(Pointing dataset records)
++++++++++++++++++++

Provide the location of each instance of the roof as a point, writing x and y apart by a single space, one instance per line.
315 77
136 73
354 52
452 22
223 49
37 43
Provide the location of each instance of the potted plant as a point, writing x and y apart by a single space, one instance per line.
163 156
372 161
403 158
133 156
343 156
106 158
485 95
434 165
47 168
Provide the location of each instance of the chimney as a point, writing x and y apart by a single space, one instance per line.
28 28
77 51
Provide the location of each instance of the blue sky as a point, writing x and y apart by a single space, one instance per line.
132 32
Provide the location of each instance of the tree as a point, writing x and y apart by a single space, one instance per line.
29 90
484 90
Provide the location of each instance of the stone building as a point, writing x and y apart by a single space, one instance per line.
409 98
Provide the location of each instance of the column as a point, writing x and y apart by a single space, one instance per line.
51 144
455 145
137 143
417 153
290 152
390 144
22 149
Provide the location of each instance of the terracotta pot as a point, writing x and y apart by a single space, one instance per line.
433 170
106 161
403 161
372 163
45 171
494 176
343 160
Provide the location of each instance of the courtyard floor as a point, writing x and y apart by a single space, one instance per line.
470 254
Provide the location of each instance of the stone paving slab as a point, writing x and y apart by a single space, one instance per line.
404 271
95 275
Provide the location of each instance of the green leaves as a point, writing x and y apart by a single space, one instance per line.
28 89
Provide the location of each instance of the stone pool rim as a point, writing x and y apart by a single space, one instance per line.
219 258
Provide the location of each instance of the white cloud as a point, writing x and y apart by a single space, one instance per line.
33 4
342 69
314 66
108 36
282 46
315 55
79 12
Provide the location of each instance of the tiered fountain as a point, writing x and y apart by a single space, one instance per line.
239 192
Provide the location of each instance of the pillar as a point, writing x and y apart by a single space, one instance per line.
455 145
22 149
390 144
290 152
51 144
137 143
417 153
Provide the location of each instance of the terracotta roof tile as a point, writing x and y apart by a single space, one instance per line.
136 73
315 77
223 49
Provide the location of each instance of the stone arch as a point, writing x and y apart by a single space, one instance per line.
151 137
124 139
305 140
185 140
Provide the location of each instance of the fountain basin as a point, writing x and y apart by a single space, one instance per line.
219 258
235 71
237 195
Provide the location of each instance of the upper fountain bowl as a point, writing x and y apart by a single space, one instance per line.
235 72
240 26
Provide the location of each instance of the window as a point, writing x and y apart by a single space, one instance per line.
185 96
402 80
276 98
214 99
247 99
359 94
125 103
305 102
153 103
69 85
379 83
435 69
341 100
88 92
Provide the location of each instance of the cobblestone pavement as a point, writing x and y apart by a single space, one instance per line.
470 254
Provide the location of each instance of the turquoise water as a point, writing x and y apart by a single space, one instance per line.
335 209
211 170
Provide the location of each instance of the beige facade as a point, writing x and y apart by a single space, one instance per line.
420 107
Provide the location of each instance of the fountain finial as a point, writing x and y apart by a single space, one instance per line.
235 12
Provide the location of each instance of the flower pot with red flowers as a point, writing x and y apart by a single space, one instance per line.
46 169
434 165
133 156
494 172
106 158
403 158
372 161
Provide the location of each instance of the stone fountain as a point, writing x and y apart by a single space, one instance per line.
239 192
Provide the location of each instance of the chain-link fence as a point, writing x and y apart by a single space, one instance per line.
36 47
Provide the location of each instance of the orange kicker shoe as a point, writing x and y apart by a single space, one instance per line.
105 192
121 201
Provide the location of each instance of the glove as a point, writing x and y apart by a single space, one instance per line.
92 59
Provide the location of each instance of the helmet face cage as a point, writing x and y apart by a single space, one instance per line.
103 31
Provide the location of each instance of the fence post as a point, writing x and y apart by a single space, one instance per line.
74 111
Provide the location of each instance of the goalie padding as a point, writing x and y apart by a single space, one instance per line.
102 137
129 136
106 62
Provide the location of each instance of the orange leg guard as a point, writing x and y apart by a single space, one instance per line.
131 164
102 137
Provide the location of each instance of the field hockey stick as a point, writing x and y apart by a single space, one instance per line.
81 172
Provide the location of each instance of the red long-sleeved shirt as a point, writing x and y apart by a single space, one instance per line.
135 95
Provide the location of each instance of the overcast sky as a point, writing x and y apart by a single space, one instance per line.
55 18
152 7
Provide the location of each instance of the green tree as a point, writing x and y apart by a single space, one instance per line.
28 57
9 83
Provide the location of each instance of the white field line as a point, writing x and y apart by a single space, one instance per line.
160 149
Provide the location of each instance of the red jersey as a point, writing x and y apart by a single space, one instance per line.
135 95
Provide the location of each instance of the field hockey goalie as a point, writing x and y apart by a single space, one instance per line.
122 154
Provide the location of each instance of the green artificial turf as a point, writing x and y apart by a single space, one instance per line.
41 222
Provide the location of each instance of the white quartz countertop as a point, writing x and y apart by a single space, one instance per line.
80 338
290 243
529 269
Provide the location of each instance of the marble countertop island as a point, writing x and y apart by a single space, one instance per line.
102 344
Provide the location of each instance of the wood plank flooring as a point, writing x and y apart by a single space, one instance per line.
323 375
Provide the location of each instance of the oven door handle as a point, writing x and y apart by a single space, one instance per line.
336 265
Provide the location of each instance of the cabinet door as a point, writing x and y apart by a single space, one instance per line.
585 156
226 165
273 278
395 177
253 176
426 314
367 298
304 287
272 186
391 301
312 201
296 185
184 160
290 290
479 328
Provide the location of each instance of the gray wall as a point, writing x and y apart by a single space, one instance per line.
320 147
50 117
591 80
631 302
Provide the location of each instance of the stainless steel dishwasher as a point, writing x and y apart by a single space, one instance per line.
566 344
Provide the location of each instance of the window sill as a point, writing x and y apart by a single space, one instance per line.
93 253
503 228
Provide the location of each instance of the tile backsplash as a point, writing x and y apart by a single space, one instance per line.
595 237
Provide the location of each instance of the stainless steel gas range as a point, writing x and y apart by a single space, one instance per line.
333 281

++++++++++++++++++++

*WHAT YOU ARE ASKED TO DO*
Everything from the line containing "stainless steel dishwasher" through the last line of the records must be given again exactly; leave out all other lines.

*TASK SOLUTION*
Provide the location of each instance of the stainless steel dishwasher as a point, writing x and y apart by a single space, one instance per line.
566 344
Provide the location of each instance of the window sill as a point, writing x and y apart by a single space, one instance per line.
93 253
503 228
Provide the location of each instance of the tile backsplash as a point, writing x and y apart by a single space, one instance per line.
595 237
Provide the location of each instance of the stainless steel gas range as a point, writing x and y apart by a single space, one instance per line.
333 281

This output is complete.